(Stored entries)
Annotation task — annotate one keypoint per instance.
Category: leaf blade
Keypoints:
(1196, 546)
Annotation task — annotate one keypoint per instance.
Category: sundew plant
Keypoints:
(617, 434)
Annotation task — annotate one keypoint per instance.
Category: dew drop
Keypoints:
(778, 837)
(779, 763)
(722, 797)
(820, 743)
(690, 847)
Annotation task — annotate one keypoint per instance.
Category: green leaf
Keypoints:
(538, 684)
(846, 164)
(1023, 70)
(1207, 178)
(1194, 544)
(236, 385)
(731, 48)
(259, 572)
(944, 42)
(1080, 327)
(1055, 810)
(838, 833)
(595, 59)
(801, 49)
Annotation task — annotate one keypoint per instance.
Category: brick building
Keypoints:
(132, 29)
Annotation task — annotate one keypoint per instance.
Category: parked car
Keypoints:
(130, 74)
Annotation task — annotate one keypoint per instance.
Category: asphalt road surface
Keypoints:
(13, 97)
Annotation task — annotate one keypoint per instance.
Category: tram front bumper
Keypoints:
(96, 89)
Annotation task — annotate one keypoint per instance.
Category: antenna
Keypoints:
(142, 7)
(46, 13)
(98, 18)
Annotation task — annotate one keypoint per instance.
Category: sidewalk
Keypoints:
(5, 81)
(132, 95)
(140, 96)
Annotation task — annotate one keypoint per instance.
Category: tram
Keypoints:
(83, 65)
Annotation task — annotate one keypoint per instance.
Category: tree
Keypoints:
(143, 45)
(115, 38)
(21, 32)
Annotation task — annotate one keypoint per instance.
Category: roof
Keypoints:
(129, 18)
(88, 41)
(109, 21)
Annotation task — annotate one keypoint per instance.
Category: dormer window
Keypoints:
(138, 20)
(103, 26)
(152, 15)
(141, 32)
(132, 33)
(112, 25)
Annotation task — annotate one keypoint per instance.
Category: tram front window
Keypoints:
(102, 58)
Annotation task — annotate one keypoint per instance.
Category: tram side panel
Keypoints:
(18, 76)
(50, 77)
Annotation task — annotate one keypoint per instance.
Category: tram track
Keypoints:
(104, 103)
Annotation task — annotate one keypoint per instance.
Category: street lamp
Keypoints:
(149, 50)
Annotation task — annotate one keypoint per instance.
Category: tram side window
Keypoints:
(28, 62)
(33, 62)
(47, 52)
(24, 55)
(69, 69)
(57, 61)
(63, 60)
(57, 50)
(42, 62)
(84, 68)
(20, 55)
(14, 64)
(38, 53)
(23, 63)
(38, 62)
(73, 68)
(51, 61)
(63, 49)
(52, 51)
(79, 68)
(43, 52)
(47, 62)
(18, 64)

_What needs to be done_. Read the data above and pull out each line that holds the string "tram".

_Answer box_.
Category: tram front bumper
Category: tram
Category: tram front window
Category: tram side panel
Category: tram track
Category: tram side window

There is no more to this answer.